→ Activity list:
- A) According to the post about Linda Tripp, where does she now run a year-round Christmas shop?
- B) From the post about Linda Tripp, copy word for word the stretch from "Tripp wound up" through "in Middleburg, Virginia.".

Wednesday, June 2, 2010

Linda Tripp

Linda Rose Carotenuto (she took her first husband Bruce M. Tripp's surname when they married in 1971) graduated from Hanover Park High School (home of the Hornets) in East Hanover, New Jersey in 1968. Ironically, the "pet peeve" she cites in her senior yearbook entry is a "certain fair-weather friend." According to Jeffrey Toobin's book on the Bill Clinton-Monica Lewinsky saga, A Vast Conspiracy, Linda's adolescence, like Lewinsky's, was marred by the divorce of her parents. Her father, a high school teacher, had an affair with a co-worker which caused the break-up of the marriage. A year after her graduation from Hanover High, Linda was arrested for allegedly stealing cash and a watch from a Greenwood Lake, New York hotel room. When the arrest was publicized during the height of the Clinton scandal, Tripp's lawyer stated that his client was "set up" and that the charges against her had been subsequently dropped. However, according to the Smoking Gun, Tripp neglected to disclose the arrest on a 1987 Defense Department security clearance form.


It was, of course, her government secretarial jobs that allowed Ms. Tripp to meet President Clinton and, later, Monica Lewinsky. Tripp, divorced by the time she was working in the Clinton White House (she was seated just outside the office of George Stephanopoulos), became disgusted by the randy behavior of the president. In Ken Gormley's definitive account of the Clinton impeachment, The Death of American Virtue, Tripp claims that the president's adulterous liaisons in the White House were "common knowledge." Tripp was soon moved "upstairs" to work in the White House Counsel's office of Bernie Nussbaum. The impetus for this move, as recounted in Gormley's book, and perceived by Tripp, was that first lady Hillary Clinton wanted to remove temptation from her husband. Tripp, perhaps realizing the improbablity of this assertion, is quoted by Gormely as explaining: "In 1993 I looked significantly different than you've ever seen me... I was very tiny. I had long blond hair." Regardless of her appearance, Tripp, according to Gormley, was not well liked in the West Wing. She was viewed as a "woman with an attitude." By May of 1994 she was told by her supervisors that she would have to leave.

Tripp wound up in the Public Affairs office at the Pentagon where, in April of 1996, she would meet another White House cast-off, a certain lovelorn former intern. Tripp became the manipulative, conversation-taping confidante of Lewinsky, and, in time, the primary secret agent for Independent Counsel, Kenneth Starr. After the scandal broke, Tripp quickly became reviled by the majority of the American public. The pop cultural apogee of this hatred was reached when the obese actor John Goodman began portraying Tripp in a series of sketches on Saturday Night Live. In 1999 Tripp claimed to CNN's Larry King that she found most of these appearances very funny.

In the years since the impeachment, Tripp re-married, had extensive plastic surgery and now runs a year-round Christmas shop in Middleburg, Virginia.

→ Material supplied:
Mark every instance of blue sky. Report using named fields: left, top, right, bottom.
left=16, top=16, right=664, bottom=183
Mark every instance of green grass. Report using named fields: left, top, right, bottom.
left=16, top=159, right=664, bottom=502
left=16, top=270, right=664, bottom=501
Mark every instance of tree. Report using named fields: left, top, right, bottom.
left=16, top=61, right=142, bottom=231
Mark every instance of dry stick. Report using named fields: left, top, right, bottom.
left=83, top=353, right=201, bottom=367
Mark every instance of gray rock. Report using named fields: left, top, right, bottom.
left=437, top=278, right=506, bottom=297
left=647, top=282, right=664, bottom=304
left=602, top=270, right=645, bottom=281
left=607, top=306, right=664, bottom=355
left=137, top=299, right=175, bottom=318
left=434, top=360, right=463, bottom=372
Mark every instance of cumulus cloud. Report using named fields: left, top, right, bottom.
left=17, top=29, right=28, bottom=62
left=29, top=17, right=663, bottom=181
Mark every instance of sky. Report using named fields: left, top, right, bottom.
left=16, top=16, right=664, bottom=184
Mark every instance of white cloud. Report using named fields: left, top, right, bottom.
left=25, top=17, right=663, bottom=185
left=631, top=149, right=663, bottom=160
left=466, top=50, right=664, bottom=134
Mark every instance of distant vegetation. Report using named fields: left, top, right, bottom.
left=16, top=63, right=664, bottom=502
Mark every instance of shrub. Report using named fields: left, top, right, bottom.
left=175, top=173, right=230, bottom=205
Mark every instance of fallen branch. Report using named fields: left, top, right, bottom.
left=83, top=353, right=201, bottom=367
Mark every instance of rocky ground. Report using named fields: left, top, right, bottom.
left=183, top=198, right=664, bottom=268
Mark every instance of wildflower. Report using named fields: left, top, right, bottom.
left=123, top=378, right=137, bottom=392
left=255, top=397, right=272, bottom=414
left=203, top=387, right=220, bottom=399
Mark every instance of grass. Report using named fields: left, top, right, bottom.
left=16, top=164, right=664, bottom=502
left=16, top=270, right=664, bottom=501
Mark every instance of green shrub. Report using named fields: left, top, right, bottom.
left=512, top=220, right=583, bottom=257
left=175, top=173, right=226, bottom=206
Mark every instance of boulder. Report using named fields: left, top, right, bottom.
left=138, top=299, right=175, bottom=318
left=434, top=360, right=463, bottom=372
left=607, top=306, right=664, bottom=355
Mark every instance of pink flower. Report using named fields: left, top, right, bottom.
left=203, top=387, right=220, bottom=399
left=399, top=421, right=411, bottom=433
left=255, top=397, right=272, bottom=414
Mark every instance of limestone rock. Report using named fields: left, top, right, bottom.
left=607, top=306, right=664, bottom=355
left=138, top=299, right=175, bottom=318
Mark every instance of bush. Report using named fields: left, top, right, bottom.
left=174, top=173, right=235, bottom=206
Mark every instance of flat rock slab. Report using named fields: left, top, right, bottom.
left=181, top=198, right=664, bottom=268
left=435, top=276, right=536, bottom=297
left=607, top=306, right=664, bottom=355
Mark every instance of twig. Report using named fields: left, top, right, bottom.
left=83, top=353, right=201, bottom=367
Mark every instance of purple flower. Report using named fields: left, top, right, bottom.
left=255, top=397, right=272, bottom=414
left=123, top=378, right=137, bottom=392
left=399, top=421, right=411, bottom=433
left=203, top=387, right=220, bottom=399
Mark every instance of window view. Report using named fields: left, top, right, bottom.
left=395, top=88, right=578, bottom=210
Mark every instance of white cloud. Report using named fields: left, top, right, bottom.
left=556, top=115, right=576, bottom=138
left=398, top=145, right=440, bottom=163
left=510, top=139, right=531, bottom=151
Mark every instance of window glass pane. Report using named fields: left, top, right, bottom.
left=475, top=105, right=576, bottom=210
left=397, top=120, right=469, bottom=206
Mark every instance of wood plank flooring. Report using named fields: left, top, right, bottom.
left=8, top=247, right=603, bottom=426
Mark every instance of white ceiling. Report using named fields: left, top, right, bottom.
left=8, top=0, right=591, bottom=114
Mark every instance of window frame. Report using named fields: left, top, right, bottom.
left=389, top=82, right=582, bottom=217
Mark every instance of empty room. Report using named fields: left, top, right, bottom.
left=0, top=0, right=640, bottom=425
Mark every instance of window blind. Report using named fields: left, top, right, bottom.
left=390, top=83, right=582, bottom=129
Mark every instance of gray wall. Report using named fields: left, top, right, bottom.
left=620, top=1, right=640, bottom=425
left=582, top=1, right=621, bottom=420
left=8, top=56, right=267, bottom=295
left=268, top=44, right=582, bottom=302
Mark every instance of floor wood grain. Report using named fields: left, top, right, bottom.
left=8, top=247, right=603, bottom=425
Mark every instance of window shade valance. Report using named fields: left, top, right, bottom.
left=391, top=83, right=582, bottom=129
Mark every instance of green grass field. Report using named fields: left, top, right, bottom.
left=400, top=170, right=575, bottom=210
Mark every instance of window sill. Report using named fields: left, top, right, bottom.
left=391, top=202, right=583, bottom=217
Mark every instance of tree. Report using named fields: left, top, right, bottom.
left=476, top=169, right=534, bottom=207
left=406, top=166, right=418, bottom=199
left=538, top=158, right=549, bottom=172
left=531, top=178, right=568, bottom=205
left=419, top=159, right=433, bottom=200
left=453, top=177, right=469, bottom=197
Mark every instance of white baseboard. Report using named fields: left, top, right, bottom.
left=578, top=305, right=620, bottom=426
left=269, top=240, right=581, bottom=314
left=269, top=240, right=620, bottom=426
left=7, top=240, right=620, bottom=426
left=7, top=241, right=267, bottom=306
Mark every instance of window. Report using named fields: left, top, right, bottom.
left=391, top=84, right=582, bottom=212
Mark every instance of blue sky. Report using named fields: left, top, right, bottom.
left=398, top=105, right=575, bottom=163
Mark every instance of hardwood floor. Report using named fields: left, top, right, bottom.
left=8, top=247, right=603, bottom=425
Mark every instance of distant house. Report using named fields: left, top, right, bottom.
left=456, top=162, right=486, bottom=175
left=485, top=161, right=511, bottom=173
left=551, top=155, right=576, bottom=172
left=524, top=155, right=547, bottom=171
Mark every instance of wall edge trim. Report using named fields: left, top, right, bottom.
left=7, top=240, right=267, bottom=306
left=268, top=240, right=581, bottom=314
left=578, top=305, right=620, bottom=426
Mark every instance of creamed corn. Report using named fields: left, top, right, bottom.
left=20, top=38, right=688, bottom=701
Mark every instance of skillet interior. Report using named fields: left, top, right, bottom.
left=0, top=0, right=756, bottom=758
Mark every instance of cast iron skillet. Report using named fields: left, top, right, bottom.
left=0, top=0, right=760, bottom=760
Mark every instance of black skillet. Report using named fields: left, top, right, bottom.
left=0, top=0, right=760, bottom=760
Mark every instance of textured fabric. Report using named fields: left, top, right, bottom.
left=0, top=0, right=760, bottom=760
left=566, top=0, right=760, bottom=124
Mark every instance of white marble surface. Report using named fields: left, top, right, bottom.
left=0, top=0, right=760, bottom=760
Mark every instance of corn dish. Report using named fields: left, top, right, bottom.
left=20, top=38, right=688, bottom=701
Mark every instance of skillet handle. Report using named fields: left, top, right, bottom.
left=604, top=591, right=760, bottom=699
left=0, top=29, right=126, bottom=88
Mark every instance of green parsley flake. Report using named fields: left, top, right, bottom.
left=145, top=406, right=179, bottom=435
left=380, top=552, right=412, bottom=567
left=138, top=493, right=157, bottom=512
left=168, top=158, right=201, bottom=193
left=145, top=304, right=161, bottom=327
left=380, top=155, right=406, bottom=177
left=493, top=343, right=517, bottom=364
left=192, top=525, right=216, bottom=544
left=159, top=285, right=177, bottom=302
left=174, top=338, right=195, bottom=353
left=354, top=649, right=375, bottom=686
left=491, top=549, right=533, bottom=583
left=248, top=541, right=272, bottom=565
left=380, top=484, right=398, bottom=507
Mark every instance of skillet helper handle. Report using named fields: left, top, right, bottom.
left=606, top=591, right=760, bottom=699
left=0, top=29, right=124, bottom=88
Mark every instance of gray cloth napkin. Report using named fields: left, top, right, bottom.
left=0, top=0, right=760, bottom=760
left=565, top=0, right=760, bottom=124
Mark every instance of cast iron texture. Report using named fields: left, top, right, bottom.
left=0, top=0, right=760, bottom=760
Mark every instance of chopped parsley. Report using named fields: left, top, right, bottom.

→ Results for each task:
- A) Middleburg, Virginia.

- B)
Tripp wound up in the Public Affairs office at the Pentagon where, in April of 1996, she would meet another White House cast-off, a certain lovelorn former intern. Tripp became the manipulative, conversation-taping confidante of Lewinsky, and, in time, the primary secret agent for Independent Counsel, Kenneth Starr. After the scandal broke, Tripp quickly became reviled by the majority of the American public. The pop cultural apogee of this hatred was reached when the obese actor John Goodman began portraying Tripp in a series of sketches on Saturday Night Live. In 1999 Tripp claimed to CNN's Larry King that she found most of these appearances very funny.

In the years since the impeachment, Tripp re-married, had extensive plastic surgery and now runs a year-round Christmas shop in Middleburg, Virginia.